- [About this exercise]
Every line of the data below must be given again exactly.

Record set Block Start

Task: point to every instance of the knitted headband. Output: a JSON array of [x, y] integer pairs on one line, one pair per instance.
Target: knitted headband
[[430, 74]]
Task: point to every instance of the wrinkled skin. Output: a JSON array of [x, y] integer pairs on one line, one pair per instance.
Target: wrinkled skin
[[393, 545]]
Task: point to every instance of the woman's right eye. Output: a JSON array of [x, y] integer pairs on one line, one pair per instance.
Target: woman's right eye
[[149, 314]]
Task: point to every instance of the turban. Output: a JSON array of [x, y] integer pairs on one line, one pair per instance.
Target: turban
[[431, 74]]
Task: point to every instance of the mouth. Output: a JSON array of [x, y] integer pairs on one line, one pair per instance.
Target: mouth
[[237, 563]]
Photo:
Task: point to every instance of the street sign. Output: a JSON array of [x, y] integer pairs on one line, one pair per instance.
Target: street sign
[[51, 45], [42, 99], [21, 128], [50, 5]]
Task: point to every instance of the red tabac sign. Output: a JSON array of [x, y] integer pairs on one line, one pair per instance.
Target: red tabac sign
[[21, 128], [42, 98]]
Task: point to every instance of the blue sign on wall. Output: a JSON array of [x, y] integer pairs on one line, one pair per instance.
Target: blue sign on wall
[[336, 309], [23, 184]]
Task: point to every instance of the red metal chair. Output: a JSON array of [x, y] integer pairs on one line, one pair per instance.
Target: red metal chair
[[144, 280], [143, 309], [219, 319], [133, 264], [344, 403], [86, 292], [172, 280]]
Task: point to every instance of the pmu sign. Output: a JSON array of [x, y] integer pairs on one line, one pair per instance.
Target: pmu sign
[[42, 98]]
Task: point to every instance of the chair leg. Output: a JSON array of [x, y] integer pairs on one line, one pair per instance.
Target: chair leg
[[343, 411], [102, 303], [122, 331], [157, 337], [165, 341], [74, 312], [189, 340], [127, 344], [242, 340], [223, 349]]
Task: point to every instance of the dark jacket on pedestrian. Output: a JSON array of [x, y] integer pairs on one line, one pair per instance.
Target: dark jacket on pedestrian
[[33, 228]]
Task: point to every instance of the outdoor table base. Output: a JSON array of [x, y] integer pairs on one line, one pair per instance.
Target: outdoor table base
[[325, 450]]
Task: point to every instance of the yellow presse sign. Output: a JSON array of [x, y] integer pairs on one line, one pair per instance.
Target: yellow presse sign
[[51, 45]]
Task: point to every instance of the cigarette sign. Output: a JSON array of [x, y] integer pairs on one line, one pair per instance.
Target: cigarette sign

Record set Block End

- [Exercise result]
Task: point to every instance of the knitted headband. Output: a JSON array of [x, y] integer pairs on one line, one pair per instance.
Target: knitted headband
[[430, 74]]
Task: point to every instance of the wrinkled skin. Output: a JSON array of [x, y] integer pairs on one line, one pair per instance.
Target: wrinkled skin
[[393, 545]]
Task: point to every instance of the woman's right eye. Output: a JSON array of [x, y] integer pairs on one line, one pair per instance.
Target: woman's right eye
[[149, 314]]
Task: point to every instance of the turban. Output: a JSON array of [x, y] integer pairs on one line, one pair per instance.
Target: turban
[[431, 74]]
Task: point to every instance of the mouth. Output: a JSON array of [x, y] integer pairs on one line, one pair per instance.
Target: mouth
[[237, 563]]
Photo:
Task: point to every instance of the street sign. Output: a JSON array of [x, y] integer pairs on one line, one pair per instance.
Target: street sign
[[51, 45], [42, 99], [21, 128], [50, 5]]
Task: point to every instance of the red tabac sign. Output: a JSON array of [x, y] integer pairs on one line, one pair per instance.
Target: red tabac sign
[[21, 128], [42, 98]]
Task: point to every instance of the blue sign on wall. Output: a JSON array of [x, y] integer pairs on one line, one pair per instance.
Target: blue sign on wall
[[336, 309], [23, 184]]
Task: point to every instance of the red metal chair. Output: a JSON array of [x, y] integer pairs on one line, one pair per instance.
Target: red metal chair
[[144, 280], [143, 309], [219, 319], [133, 264], [344, 403], [86, 292], [172, 280]]
Task: point to every instance of the pmu sign. Output: a JSON array of [x, y] integer pairs on one line, one pair per instance.
Target: pmu sign
[[42, 98]]
Task: point to every instance of the chair leg. Output: a JSON array of [x, y] integer pairs on one line, one pair per instance.
Target: chair leg
[[343, 411], [102, 303], [122, 331], [157, 337], [165, 341], [74, 312], [189, 340], [127, 344], [242, 340], [223, 349]]
Task: point to every instance of the dark jacket on pedestrian. Output: a JSON array of [x, y] integer pairs on one line, one pair per instance.
Target: dark jacket on pedestrian
[[33, 228]]
Task: point to every instance of the outdoor table base. Output: a JSON array of [x, y] integer pairs on one line, one pair per instance.
Target: outdoor table base
[[325, 450]]
Task: point to every instance of the yellow presse sign. Output: a JSON array of [x, y] integer pairs on one line, one pair per instance.
Target: yellow presse sign
[[51, 45]]
Task: point to every instance of the cigarette sign. Output: a JSON array of [x, y] integer pairs on one line, one pair per instance.
Target: cigarette sign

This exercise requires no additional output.